- EXERCISE REQUIREMENTS
Print verbatim the rows below, starting at the line that contains "The component shall point out each instance of the interior" and continuing through the last row, both ends included.

------------------------------------------------

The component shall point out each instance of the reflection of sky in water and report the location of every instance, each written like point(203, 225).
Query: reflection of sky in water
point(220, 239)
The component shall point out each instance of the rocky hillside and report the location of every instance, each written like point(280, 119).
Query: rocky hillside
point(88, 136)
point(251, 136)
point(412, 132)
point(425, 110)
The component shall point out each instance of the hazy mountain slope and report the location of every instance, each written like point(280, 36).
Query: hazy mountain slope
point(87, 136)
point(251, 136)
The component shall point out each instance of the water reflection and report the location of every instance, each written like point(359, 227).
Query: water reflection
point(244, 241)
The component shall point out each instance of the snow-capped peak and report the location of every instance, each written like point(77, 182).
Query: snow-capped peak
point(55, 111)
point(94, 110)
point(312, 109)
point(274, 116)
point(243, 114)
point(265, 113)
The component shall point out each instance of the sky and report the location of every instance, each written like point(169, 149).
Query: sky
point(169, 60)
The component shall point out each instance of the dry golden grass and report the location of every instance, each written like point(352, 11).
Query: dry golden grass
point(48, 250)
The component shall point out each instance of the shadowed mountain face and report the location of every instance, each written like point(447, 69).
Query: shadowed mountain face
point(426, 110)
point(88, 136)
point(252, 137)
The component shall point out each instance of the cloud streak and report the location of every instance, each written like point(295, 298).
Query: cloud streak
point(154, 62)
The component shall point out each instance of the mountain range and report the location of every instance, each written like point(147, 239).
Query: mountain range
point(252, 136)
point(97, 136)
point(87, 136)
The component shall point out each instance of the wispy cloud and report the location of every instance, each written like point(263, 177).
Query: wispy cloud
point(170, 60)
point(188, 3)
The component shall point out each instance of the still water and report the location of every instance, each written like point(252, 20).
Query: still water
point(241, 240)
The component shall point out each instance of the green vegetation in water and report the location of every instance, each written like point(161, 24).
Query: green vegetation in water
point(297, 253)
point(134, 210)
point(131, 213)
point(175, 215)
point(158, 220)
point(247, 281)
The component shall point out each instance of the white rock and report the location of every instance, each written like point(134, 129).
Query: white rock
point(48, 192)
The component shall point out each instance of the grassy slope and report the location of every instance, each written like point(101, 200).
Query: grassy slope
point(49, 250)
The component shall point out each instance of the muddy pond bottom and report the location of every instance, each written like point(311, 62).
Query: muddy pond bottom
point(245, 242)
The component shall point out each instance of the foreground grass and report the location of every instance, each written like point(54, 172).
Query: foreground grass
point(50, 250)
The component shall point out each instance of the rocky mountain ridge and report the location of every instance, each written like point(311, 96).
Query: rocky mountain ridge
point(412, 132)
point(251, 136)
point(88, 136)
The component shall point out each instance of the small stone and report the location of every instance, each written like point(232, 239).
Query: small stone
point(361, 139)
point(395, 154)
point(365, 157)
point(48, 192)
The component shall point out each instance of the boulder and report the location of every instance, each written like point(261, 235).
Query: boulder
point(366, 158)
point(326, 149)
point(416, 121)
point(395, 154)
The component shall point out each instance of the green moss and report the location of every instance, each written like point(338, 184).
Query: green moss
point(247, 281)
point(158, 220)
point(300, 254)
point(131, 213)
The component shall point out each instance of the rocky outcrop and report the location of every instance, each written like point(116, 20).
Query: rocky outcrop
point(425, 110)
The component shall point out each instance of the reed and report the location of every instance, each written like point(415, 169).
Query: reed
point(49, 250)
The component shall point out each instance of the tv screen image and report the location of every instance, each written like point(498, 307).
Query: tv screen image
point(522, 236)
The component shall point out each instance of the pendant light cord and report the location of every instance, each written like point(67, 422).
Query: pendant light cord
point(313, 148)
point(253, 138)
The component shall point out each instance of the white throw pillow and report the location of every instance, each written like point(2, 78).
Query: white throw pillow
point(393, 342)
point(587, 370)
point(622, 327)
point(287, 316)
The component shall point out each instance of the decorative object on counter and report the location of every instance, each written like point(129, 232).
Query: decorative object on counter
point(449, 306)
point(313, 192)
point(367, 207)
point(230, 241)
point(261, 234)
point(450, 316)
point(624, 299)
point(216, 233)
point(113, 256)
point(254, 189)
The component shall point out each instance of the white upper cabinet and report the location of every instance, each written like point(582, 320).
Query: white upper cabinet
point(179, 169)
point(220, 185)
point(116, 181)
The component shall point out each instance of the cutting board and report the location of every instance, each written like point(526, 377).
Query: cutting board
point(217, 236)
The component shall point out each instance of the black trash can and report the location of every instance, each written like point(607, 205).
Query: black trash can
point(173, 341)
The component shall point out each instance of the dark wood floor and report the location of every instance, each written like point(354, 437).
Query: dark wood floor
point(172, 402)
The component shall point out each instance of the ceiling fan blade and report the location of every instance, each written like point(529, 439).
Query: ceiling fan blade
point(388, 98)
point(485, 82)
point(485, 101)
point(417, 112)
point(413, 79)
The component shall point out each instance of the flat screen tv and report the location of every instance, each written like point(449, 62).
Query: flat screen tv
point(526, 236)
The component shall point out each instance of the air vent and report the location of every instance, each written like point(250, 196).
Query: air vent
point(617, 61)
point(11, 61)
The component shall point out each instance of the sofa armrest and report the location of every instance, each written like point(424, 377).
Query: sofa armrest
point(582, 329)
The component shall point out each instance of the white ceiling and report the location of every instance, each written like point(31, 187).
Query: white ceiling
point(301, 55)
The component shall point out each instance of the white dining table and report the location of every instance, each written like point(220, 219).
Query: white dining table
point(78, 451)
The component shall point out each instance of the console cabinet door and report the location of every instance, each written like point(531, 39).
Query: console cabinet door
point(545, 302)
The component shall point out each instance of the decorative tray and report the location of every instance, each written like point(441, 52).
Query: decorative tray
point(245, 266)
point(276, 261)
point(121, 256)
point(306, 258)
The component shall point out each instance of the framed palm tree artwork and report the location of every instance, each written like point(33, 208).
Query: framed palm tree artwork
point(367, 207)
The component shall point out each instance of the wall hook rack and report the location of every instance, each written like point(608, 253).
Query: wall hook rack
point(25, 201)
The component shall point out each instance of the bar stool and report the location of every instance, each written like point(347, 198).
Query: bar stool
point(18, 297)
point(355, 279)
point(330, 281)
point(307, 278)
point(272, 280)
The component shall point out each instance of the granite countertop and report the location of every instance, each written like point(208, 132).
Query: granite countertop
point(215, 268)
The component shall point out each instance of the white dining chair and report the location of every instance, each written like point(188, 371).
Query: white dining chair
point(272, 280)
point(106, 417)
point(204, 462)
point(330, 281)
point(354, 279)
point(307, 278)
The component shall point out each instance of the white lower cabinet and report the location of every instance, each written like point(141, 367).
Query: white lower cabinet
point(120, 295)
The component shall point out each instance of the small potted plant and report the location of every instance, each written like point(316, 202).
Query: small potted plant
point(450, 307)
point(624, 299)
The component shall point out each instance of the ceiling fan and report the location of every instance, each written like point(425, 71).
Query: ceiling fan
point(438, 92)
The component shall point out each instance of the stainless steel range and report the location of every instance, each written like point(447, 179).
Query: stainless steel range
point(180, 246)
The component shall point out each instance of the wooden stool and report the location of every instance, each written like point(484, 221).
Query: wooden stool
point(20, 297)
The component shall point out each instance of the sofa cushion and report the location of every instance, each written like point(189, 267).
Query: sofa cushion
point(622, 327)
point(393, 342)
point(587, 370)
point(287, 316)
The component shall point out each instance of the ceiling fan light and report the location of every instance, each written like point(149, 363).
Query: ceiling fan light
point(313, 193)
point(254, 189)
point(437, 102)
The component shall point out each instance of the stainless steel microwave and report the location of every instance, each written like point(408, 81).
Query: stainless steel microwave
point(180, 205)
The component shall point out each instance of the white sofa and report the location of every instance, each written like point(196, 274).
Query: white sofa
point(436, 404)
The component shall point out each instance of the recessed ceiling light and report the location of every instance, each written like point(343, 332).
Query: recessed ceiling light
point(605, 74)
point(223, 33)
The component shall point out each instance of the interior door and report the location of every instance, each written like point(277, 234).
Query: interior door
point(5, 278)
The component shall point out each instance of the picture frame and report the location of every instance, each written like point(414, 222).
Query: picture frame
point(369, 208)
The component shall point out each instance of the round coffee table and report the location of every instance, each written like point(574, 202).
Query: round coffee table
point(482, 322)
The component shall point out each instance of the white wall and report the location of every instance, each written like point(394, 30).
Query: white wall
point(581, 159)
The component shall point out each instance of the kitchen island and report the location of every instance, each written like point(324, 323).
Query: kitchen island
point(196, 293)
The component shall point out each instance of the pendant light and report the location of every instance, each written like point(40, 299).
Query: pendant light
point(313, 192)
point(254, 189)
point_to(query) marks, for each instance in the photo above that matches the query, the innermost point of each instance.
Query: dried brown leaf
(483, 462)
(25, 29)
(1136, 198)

------------------------------------------------

- ANSWER FOR THIS EXERCISE
The component shall point out each instance of the interior door and report the location of every instance, each written like point(277, 234).
Query: interior door
point(5, 278)
The component shall point out each instance of the picture frame and report the location of every instance, each written like point(414, 222).
Query: picture frame
point(369, 208)
The component shall point out each instance of the round coffee table and report the location of every instance, each written like point(574, 202).
Query: round coffee table
point(482, 322)
The component shall point out each instance of the white wall and report the location of every instance, each written like point(394, 30).
Query: white wall
point(581, 159)
The component shall point out each instance of the kitchen island and report the location of every instance, each written like point(324, 323).
Query: kitchen island
point(196, 293)
The component shall point out each instance of the pendant light and report the location of every instance, each written like point(40, 299).
Query: pendant light
point(313, 192)
point(254, 189)
point_to(query) marks, for each instance in the photo above that matches the query, the innermost point of each instance.
Query: dried brown leaf
(483, 462)
(25, 29)
(1136, 198)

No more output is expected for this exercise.